* **What to produce**
Return the line containing "the white glove." and all lines after it exactly; stop at the end of the material.

Location annotation dataset excerpts:
--------

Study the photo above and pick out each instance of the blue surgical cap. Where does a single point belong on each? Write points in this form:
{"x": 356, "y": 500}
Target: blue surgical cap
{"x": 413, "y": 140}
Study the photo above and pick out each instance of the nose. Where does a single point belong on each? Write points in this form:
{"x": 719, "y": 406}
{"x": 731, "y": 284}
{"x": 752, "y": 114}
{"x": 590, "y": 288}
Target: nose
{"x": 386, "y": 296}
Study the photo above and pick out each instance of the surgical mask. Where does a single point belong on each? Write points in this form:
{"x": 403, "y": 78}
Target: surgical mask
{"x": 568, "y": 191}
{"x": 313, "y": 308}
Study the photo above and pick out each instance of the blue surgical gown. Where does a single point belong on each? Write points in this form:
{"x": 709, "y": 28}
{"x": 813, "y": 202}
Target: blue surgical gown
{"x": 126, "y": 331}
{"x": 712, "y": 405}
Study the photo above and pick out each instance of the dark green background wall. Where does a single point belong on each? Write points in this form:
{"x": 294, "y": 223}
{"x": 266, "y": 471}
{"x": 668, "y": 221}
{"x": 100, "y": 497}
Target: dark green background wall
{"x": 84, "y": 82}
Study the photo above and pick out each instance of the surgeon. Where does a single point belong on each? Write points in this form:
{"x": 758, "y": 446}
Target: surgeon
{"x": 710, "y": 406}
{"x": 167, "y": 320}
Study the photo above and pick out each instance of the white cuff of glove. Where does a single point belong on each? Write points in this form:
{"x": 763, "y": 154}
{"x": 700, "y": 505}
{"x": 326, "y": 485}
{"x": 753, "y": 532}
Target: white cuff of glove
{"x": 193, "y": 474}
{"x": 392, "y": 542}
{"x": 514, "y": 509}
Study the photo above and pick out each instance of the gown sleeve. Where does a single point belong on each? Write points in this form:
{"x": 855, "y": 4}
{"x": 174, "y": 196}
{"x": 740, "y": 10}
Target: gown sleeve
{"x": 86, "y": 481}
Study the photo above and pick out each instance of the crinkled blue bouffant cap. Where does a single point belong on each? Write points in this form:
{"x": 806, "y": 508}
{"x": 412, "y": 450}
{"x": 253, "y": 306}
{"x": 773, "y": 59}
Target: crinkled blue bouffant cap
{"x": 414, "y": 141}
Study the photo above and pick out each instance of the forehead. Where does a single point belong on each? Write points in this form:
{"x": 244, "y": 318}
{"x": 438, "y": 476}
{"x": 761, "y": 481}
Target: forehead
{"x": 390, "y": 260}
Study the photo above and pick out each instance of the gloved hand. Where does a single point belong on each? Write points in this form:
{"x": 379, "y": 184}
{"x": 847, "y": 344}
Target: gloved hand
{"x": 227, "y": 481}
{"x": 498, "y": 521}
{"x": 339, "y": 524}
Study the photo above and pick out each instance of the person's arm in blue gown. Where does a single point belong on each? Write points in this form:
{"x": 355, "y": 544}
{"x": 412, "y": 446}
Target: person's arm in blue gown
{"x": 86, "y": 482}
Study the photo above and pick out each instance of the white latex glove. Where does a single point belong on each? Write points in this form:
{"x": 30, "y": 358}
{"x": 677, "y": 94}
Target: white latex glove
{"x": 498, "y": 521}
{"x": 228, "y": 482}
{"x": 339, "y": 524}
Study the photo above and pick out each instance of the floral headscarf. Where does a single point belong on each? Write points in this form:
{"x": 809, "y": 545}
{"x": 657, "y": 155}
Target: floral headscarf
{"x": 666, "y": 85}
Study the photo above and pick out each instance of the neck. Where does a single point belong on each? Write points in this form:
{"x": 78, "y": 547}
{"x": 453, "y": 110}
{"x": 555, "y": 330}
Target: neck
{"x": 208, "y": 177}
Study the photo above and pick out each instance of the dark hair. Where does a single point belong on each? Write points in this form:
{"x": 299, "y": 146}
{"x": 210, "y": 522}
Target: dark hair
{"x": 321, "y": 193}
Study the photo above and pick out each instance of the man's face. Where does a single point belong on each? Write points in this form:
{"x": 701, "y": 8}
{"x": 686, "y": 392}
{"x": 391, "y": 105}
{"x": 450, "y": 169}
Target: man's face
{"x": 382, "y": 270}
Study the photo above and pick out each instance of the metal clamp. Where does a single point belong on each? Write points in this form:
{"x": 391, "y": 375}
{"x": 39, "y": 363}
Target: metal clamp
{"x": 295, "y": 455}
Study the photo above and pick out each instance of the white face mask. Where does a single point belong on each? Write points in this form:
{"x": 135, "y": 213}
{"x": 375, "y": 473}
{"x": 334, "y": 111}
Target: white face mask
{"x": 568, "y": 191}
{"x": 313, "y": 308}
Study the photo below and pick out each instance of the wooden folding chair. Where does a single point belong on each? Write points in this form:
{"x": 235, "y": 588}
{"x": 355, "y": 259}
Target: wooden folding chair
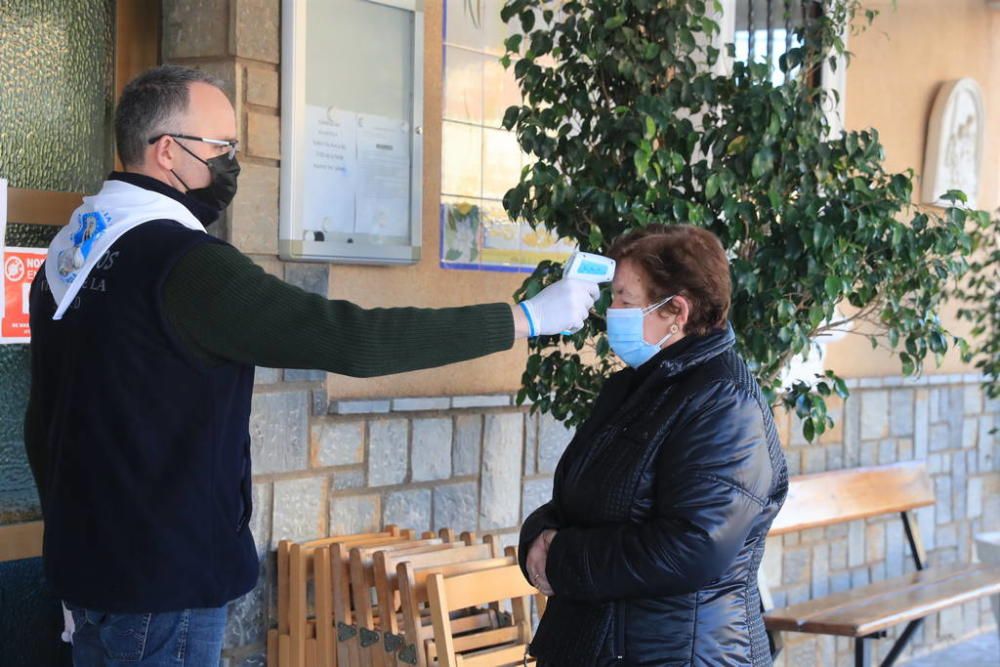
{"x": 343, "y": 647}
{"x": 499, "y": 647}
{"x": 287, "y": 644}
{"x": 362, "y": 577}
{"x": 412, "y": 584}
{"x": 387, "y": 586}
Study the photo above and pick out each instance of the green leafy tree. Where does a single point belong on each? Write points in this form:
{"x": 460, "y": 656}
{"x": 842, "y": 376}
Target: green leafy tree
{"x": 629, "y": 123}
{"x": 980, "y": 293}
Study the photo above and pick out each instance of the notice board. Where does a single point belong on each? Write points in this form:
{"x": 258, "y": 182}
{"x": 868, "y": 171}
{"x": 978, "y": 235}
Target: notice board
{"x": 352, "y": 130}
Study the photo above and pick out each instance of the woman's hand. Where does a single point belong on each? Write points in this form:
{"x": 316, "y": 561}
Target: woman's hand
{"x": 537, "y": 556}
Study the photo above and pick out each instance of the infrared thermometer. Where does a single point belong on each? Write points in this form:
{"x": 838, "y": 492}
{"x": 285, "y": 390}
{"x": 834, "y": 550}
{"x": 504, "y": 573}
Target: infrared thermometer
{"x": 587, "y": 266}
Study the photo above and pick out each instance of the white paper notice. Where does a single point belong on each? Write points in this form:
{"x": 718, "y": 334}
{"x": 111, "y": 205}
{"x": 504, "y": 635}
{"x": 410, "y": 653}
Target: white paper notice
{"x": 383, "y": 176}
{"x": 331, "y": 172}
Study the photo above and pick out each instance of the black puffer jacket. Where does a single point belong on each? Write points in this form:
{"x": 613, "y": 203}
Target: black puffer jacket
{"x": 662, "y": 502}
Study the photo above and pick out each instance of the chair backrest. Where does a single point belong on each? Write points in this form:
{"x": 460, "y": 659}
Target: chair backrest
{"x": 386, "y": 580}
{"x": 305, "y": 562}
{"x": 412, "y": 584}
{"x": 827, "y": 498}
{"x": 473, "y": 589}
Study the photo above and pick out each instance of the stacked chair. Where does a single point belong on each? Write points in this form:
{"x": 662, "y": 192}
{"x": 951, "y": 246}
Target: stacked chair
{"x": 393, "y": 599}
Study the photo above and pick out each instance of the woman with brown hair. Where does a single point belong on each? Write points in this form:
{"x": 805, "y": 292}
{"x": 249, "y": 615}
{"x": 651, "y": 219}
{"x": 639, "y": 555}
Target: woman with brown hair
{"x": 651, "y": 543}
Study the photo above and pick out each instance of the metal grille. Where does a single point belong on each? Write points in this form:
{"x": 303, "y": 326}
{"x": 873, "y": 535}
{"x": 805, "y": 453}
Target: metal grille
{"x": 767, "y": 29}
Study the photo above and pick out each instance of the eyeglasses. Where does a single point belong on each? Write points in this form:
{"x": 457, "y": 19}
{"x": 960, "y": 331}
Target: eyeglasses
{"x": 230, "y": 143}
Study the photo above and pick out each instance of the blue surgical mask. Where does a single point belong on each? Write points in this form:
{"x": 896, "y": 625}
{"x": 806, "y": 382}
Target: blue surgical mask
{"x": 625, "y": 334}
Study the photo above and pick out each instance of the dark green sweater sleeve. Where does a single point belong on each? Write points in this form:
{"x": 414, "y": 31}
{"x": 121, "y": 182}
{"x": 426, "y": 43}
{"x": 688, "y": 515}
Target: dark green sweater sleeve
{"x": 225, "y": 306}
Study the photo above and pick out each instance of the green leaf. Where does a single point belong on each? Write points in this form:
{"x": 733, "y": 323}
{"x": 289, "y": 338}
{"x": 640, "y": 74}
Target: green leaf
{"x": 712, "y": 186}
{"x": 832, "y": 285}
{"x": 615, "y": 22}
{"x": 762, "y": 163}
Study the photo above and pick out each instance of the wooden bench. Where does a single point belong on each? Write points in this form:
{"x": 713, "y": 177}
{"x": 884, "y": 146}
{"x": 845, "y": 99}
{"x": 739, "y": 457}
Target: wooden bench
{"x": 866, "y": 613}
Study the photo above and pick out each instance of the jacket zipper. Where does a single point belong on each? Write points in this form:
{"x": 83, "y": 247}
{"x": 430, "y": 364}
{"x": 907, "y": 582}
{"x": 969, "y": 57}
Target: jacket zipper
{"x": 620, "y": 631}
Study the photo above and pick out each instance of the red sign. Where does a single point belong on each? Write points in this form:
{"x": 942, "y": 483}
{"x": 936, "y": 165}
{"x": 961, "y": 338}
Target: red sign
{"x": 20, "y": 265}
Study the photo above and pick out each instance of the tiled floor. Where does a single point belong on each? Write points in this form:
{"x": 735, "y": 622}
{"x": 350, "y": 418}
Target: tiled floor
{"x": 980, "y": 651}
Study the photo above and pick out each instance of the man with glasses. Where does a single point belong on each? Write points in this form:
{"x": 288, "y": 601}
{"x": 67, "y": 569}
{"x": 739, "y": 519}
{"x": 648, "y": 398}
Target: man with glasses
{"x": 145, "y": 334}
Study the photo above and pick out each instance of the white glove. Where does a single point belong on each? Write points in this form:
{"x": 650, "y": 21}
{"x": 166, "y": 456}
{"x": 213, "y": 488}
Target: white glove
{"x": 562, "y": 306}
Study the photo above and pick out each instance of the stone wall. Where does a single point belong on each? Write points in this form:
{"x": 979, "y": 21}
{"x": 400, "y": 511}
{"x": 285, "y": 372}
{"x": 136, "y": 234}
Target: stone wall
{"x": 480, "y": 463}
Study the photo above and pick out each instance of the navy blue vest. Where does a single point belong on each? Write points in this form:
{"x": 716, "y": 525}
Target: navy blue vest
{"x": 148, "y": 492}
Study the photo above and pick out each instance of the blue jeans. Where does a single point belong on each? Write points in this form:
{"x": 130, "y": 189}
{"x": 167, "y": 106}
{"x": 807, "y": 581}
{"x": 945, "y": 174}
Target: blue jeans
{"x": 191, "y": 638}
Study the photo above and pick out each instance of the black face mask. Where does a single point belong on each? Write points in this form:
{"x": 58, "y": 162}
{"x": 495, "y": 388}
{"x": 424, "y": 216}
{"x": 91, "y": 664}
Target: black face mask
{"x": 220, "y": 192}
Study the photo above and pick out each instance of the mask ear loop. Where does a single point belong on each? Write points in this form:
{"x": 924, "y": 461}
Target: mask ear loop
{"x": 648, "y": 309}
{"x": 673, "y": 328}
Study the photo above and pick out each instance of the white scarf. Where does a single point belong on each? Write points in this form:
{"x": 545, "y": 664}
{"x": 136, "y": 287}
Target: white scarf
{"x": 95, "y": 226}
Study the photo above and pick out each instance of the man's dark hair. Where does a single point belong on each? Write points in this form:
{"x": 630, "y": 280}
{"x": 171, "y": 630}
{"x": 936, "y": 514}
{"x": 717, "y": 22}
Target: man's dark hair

--------

* **Output**
Study the photo above and pick out each instance of the white glove. Where does a single point belong on each? Write points in this form:
{"x": 650, "y": 21}
{"x": 166, "y": 456}
{"x": 213, "y": 488}
Target: white glove
{"x": 562, "y": 306}
Study the photo above and pick out each instance of the stone wall. Where does a single point belong on each? Write points in this form:
{"x": 979, "y": 21}
{"x": 400, "y": 511}
{"x": 285, "y": 372}
{"x": 136, "y": 234}
Target: stone wall
{"x": 480, "y": 463}
Study the photo above and pick out each instance of the navy blue vest. Where does a single point belong on each? Write points in this form:
{"x": 716, "y": 525}
Target: navy blue vest
{"x": 148, "y": 492}
Study the photo above and pick out each instance of the blue jeans. Where does a single point belong on each? Write points in this form:
{"x": 130, "y": 189}
{"x": 167, "y": 106}
{"x": 807, "y": 581}
{"x": 945, "y": 174}
Target: blue jeans
{"x": 191, "y": 638}
Study the photo above and pick out each instance of the black face mask. Where does a single point belong on each? Write points in this form:
{"x": 58, "y": 162}
{"x": 495, "y": 388}
{"x": 424, "y": 216}
{"x": 91, "y": 664}
Target: black face mask
{"x": 220, "y": 192}
Study the photo above and pick out each instance of the mask ear loop. Where does a single point belong on each? Write points in this form:
{"x": 924, "y": 461}
Target: mask ear loop
{"x": 648, "y": 309}
{"x": 673, "y": 328}
Study the photo above and pick out each instance of the white scarf. Where does a single point belong on each? Write points in this form:
{"x": 545, "y": 664}
{"x": 136, "y": 287}
Target: white scarf
{"x": 95, "y": 226}
Study the photo above and pick out each instance of the man's dark hair. Where does a single point belong on each? Write points in this form:
{"x": 630, "y": 280}
{"x": 171, "y": 630}
{"x": 936, "y": 514}
{"x": 717, "y": 22}
Target: man's dark hair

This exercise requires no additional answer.